- [Selected extract]:

I was looking for a simple PDF parser library and found this one, but it only worked from files on-disk. My use case required me to process data in-memory, so I've adapted it.
It's pretty much a copy-pasta of the relevant functions which were then modified slightly. Hopefully I'll get around to reimplementing this properly from scratch, or with some major refactoring. For now, it serves the purpose for my PoC.
Usage should be something like:
import "github.com/redskal/pdf_parser"
pdf, err := pdf_parser.ParsePdfInMem(byteArrayOfPdfFile)
pdf.GetTitle()
pdf.GetAuthor()
pdf.GetCreator()
pdf.GetISBN()
pdf.GetPublishers() []string
pdf.GetLanguages() []string
pdf.GetDescription()
pdf.GetPagesCount()
Original README is below.
Go library for parsing pdf metadata information
MIT
import "github.com/flotzilla/pdf_parser"
// parse file
pdf, errors := pdf_parser.ParsePdf("filepath/file.pdf")
// main functions
pdf.GetTitle()
pdf.GetAuthor()
pdf.GetCreator()
pdf.GetISBN()
pdf.GetPublishers() []string
pdf.GetLanguages() []string
pdf.GetDescription()
pdf.GetPagesCount()
Using with custom github.com/sirupsen/logrus
logger
import "github.com/flotzilla/pdf_parser"
l := logger.New()
l.SetOutput(os.Stdout)
lg.SetFormatter(&logger.JSONFormatter{})
SetLogger(lg)
file, _ := filepath.Abs("filepath/file.pdf")
pdf, err := ParsePdf(file)

- [Records provided]:
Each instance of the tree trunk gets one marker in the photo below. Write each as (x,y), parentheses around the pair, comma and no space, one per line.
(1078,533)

---

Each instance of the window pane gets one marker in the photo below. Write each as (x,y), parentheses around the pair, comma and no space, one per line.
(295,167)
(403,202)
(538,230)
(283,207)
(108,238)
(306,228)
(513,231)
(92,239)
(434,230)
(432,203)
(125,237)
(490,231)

- [What to work on]:
1/ In the PDF parser library page, reproduce the passage word for word, beginning at the words that contain "I was looking" and stopping after "err := pdf_parser.ParsePdfInMem(byteArrayOfPdfFile)".
2/ Identify every line of the records that contains the string "gets", treating case as significant, and copy each such line.

- [Task answers]:
1/
I was looking for a simple PDF parser library and found this one, but it only worked from files on-disk. My use case required me to process data in-memory, so I've adapted it.
It's pretty much a copy-pasta of the relevant functions which were then modified slightly. Hopefully I'll get around to reimplementing this properly from scratch, or with some major refactoring. For now, it serves the purpose for my PoC.
Usage should be something like:
import "github.com/redskal/pdf_parser"
pdf, err := pdf_parser.ParsePdfInMem(byteArrayOfPdfFile)

2/
Each instance of the tree trunk gets one marker in the photo below. Write each as (x,y), parentheses around the pair, comma and no space, one per line.
Each instance of the window pane gets one marker in the photo below. Write each as (x,y), parentheses around the pair, comma and no space, one per line.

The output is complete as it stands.